_What you have to do_
Please rewrite the lines starting with the one containing "[locate] calm water (one dot each)" and going on through the last line, swapping "position" for "location" and leaving everything else unchanged.

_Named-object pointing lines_

....

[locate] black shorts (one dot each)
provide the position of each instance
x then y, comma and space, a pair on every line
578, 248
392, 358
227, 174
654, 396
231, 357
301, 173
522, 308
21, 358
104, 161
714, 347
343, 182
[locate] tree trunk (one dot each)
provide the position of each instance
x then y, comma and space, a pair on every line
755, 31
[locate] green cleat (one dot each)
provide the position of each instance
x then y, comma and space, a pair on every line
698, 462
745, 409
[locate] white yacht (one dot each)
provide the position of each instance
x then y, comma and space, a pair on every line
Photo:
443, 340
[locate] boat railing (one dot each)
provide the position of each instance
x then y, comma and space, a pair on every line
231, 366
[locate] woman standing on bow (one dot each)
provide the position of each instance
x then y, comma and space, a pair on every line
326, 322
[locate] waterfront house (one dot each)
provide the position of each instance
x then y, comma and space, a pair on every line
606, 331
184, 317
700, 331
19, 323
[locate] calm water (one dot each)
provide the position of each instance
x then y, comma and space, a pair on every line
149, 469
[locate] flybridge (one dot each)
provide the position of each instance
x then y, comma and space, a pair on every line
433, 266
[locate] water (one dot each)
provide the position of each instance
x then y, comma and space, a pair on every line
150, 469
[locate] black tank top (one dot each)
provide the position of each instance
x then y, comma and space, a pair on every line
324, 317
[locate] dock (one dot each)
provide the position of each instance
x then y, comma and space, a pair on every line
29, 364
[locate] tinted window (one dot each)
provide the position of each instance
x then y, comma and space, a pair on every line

....

_Problem solution_
[locate] calm water (one dot each)
provide the location of each instance
x then y, comma and space, a pair on every line
149, 469
[locate] flybridge (one dot each)
provide the location of each instance
x then y, comma and space, a pair on every line
433, 266
[locate] water (one dot each)
provide the location of each instance
x then y, comma and space, a pair on every line
150, 469
[locate] black tank top (one dot each)
provide the location of each instance
x then y, comma and space, a pair on every line
324, 317
[locate] dock (one dot each)
provide the location of each instance
x then y, comma and space, a pair on every line
29, 364
[locate] tinted window (one dot each)
provide the location of each instance
x then y, comma and space, a pair on every line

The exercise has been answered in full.